**REQUIREMENTS**
Print the data below line for line, changing nothing.

[Collected data]

--- START ---

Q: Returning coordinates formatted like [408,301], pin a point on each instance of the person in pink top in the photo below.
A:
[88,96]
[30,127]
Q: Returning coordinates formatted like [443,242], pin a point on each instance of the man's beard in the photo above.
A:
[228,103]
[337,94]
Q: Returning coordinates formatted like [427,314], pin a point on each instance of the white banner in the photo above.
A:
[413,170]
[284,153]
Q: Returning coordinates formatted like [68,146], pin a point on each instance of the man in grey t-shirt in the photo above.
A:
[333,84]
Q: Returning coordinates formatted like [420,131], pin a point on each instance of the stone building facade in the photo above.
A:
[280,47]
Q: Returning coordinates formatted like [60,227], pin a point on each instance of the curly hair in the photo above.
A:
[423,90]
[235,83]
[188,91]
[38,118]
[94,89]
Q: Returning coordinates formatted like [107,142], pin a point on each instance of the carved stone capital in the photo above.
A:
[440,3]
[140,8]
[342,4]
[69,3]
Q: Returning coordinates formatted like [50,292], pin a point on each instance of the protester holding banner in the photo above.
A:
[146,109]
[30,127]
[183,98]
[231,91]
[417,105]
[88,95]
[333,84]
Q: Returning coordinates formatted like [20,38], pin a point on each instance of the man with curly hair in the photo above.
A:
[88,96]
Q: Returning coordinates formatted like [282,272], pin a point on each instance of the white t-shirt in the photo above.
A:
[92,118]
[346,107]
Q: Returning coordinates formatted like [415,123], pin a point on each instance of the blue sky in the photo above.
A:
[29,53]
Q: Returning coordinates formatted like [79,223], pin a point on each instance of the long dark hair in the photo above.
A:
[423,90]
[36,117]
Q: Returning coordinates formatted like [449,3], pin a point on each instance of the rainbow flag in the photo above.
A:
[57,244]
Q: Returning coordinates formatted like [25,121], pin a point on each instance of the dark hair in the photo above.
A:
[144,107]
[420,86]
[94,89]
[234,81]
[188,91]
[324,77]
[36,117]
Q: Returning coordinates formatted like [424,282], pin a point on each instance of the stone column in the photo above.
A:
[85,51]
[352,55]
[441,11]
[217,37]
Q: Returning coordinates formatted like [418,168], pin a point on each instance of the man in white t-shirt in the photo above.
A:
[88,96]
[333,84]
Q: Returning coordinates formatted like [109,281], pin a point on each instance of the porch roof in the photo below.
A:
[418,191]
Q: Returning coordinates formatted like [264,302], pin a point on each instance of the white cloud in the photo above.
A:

--- END ---

**RESULT BELOW**
Q: Returning coordinates formatted like [408,301], pin a point on each instance of the person in pink top in the photo below.
A:
[88,96]
[30,127]
Q: Returning coordinates formatted like [443,242], pin a point on each instance of the man's beard in the photo above.
A:
[228,103]
[337,94]
Q: Returning coordinates formatted like [427,314], pin a point on each instance of the white banner in the photo above.
A:
[413,170]
[284,153]
Q: Returning coordinates formatted like [68,146], pin a point on each instance of the man in grey t-shirt in the photo above.
A:
[333,84]
Q: Returning coordinates formatted like [420,131], pin a point on each instance of the stone building facade in the photo above.
A:
[280,47]
Q: Returning coordinates formatted like [60,227], pin a point on each instance of the curly hair in the photo above.
A:
[423,90]
[235,83]
[188,91]
[38,118]
[94,89]
Q: Returning coordinates formatted like [107,142], pin a point on each instance of the carved stone capital in the photo above.
A:
[440,3]
[140,8]
[342,4]
[69,3]
Q: Returning coordinates formatted like [50,292], pin a point on each instance of the protester holding banner in the photo above.
A:
[146,109]
[30,127]
[183,98]
[231,91]
[417,105]
[88,95]
[333,84]
Q: Returning coordinates formatted like [20,38], pin a point on each instance of the man with curly hair in the photo above.
A:
[88,96]
Q: Returning coordinates formatted like [282,272], pin a point on each instance of the white t-shirt in the photo above.
A:
[92,118]
[346,107]
Q: Returning coordinates formatted like [415,123], pin a point on each instance of the blue sky in the photo above.
A:
[29,53]
Q: Returning coordinates formatted like [79,223], pin a point on each instance of the long dark hair in the photo above.
A:
[423,90]
[36,117]
Q: Returning coordinates formatted like [449,3], pin a point on each instance of the rainbow flag in the photo above.
A:
[57,244]
Q: Returning coordinates formatted like [25,121], pin a point on each instance of the dark hair in the photo above.
A:
[144,107]
[420,86]
[94,89]
[234,81]
[188,91]
[324,77]
[36,117]
Q: Returning coordinates formatted like [424,282], pin a point on each instance of the stone column in the photo above.
A:
[85,51]
[352,55]
[441,11]
[217,37]
Q: Returning coordinates formatted like [418,168], pin a point on each instance of the man in white t-shirt in the photo above.
A:
[88,96]
[333,84]
Q: Returning coordinates formatted like [109,281], pin a point on each instance of the porch roof in the photo below.
A:
[418,191]
Q: Returning coordinates formatted like [264,302], pin a point on each instance of the white cloud in the photo above.
A:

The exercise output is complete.